*Description of the task:*
Your task is to retype each line of the data below exactly.

-------- Material to process

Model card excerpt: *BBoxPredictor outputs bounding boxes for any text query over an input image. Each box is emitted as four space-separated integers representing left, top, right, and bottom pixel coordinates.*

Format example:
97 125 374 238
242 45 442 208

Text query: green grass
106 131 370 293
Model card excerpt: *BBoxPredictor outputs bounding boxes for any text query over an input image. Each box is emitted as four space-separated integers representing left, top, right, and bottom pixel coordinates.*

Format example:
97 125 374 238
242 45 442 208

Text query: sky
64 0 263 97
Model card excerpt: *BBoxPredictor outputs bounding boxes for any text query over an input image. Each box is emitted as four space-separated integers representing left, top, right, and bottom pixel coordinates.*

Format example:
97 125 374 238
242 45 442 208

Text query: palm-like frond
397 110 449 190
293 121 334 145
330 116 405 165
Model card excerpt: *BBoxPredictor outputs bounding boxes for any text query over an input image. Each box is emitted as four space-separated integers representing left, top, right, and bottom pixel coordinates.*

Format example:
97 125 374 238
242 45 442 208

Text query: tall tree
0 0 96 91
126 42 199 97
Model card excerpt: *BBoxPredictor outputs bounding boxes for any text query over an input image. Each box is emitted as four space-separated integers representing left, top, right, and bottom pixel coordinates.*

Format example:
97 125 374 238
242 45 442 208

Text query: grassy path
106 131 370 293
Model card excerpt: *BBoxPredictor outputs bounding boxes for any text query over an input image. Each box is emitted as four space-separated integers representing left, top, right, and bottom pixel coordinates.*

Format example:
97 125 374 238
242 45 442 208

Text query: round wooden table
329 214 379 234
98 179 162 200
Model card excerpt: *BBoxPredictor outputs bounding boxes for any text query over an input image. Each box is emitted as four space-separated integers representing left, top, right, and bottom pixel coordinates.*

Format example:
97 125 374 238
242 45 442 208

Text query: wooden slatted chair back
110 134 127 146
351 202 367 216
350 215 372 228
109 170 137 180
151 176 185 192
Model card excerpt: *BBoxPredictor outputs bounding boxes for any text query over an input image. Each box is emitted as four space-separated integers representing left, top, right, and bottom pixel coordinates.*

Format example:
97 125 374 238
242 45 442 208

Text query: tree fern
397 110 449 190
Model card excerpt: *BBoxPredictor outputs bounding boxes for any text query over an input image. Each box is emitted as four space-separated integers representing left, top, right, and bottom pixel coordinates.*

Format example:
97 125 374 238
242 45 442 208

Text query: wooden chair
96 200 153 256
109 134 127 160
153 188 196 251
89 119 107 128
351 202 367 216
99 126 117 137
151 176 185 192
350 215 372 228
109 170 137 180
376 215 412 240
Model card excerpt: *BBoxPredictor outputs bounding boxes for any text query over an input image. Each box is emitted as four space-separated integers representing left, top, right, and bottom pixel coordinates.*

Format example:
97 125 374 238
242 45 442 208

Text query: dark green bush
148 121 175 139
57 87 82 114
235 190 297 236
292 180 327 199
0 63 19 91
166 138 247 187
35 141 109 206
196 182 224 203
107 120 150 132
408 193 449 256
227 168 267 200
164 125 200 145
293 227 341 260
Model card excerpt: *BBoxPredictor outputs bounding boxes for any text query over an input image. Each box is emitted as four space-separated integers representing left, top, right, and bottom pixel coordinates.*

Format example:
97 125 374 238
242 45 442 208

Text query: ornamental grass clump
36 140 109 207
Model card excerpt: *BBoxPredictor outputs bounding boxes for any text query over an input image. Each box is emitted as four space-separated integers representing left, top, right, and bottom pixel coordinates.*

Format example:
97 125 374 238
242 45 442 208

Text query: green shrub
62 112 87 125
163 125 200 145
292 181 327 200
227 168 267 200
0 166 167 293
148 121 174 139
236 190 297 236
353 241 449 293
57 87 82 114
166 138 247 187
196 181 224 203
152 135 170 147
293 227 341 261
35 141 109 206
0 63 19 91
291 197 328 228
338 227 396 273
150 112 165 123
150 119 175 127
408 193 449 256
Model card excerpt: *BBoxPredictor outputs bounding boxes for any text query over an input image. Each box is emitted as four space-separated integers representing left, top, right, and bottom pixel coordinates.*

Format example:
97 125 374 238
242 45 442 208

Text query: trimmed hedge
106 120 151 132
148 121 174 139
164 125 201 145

----------------

*Task output:*
Model card excerpt: *BBoxPredictor outputs bounding boxes for any text query over an input image. Each box is emitted as four space-separated integers representing left, top, right, and bottom pixel coordinates.*

Format example:
97 125 374 238
242 45 442 208

Text query: green grass
106 131 370 293
Model card excerpt: *BBoxPredictor outputs bounding boxes for any text query over an input image. Each box is emitted as four space-separated integers representing left, top, right, and bottom pixel coordinates.*

Format example:
97 125 374 238
242 45 442 208

Text query: sky
64 0 263 97
Model card excerpt: *BBoxPredictor outputs bounding boxes for any text query over an input image. Each box is emitted as four space-separated integers representing left, top, right, and bottom pixel coordinates.*

Format example:
97 125 374 238
242 45 442 208

Text query: palm-like frond
397 110 449 190
293 121 334 145
330 116 405 165
Model card excerpt: *BBoxPredictor outputs bounding boxes for any text query over an input image. Each box is emitted as four space-separated integers representing left, top, right, and bottom pixel coordinates.*

Format example:
97 125 374 238
242 45 442 208

Text query: tall tree
0 0 96 91
126 42 199 97
Model card excerpt: *BBoxPredictor outputs bounding boxes for any text query over an input image. Each box is emitted as four space-separated integers representing left, top, right, and bottom pixel coordinates.*

Format example:
97 125 374 238
242 45 442 208

Text query: grassy path
106 131 370 293
Model card excerpt: *BBoxPredictor outputs bounding boxes for any text query over an input image. Each box is emitted as four space-separated integers representing left, top, right, and bottom pixel coordinates.*

Format example:
97 125 374 238
242 45 442 208

Text query: round wooden table
329 214 379 234
98 179 162 200
Model card excerpt: *BBoxPredictor outputs bounding boxes for any text query over an input image. Each box is emitted as four space-separated integers representing left, top, right, and bottom pixel coordinates.*

Format example:
97 125 374 238
242 45 442 208

Text query: wooden slatted chair back
110 134 127 146
351 202 367 216
350 215 372 228
109 170 137 180
151 176 185 192
Model card excerpt: *BBoxPredictor outputs bounding boxes for any text query over an input image. Each box is emitted as four space-separated integers representing left, top, right, and bottom pixel coordinates.*

Format example:
97 125 374 238
242 45 442 208

Text query: tree fern
397 110 449 190
Model card excerpt: *BBoxPredictor outputs bounding boxes for any text query over an input image. Each box is emitted as four space-separated integers representing left, top, right, and bottom pixel coordinates.*

Format example:
97 125 374 238
242 45 442 208

Text query: wooden chair
96 200 153 256
109 134 127 160
153 188 196 251
89 119 107 128
351 202 367 216
99 126 117 137
151 176 185 192
350 215 372 228
109 170 137 180
376 215 412 240
Model card excerpt: *BBoxPredictor outputs bounding boxes for any text query over an input image. Each box is emitted as four space-separated integers representing left, top, right, and bottom pixel coordinates.*

Format example:
97 125 374 238
242 45 442 208

Text query: dark green bush
148 121 175 139
57 87 82 114
235 190 297 236
292 180 327 199
0 63 19 91
166 138 247 187
35 141 109 206
196 182 224 203
107 120 150 132
408 193 449 256
227 168 267 200
164 125 200 145
293 227 341 260
Model card excerpt: *BBoxPredictor outputs bounding boxes for any text query over an input image. Each box is emitted as four space-separated integers representing left, top, right, and bottom pixel coordinates.*

Format example:
97 125 374 238
242 45 442 208

Text query: ornamental grass clump
36 140 109 207
Model card excerpt: *BBoxPredictor outputs bounding boxes for any text query over an input image. Each box is emitted as four space-separated integers representing left, top, right, and bottom pixel coordinates.*

Format example:
97 125 374 238
242 45 442 208

Text query: green shrub
62 112 87 125
163 125 200 145
292 181 327 200
227 168 267 200
0 166 167 293
148 121 174 139
236 190 297 236
353 241 449 293
57 87 82 114
166 138 247 187
196 181 224 203
152 135 170 147
293 227 341 261
35 141 109 206
0 63 19 91
291 197 328 228
338 227 396 273
150 112 165 123
150 119 175 127
408 193 449 256
Model card excerpt: *BBoxPredictor outputs bounding boxes for any text query over an input image. Each box is emitted as four space-separated integers representing left, top, right, and bottom pixel coordinates.*

Format example:
97 125 374 238
242 45 442 208

Text query: trimmed hedge
106 120 151 132
148 121 174 139
164 125 201 145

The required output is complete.